** start DATA FOR THE TASK **

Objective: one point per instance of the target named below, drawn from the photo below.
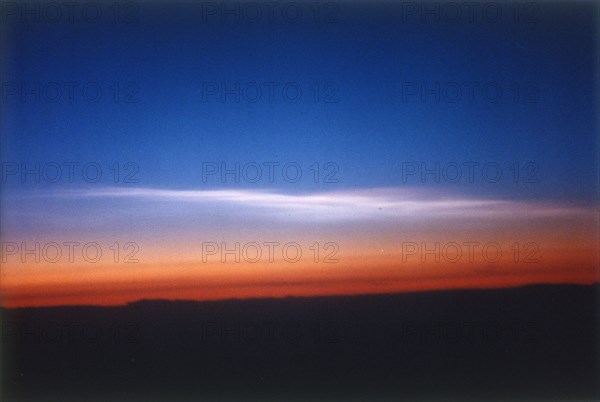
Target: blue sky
(385, 95)
(369, 132)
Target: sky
(345, 147)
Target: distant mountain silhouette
(530, 342)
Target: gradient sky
(372, 131)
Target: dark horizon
(533, 342)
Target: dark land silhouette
(532, 342)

** end DATA FOR THE TASK **

→ **TASK DESCRIPTION**:
Render the lines above as a JSON list of strings, with one string per line and no entries for blank lines. Leave the pictures out.

→ **THE SOLUTION**:
[
  "Objective: one point per instance of the target named below, drawn from the photo below.",
  "Target: blue sky",
  "(385, 95)",
  "(369, 132)",
  "Target: sky",
  "(345, 147)",
  "Target: distant mountain silhouette",
  "(530, 342)",
  "Target: gradient sky",
  "(372, 131)",
  "Target: dark horizon",
  "(533, 342)",
  "Target: dark land silhouette",
  "(532, 342)"
]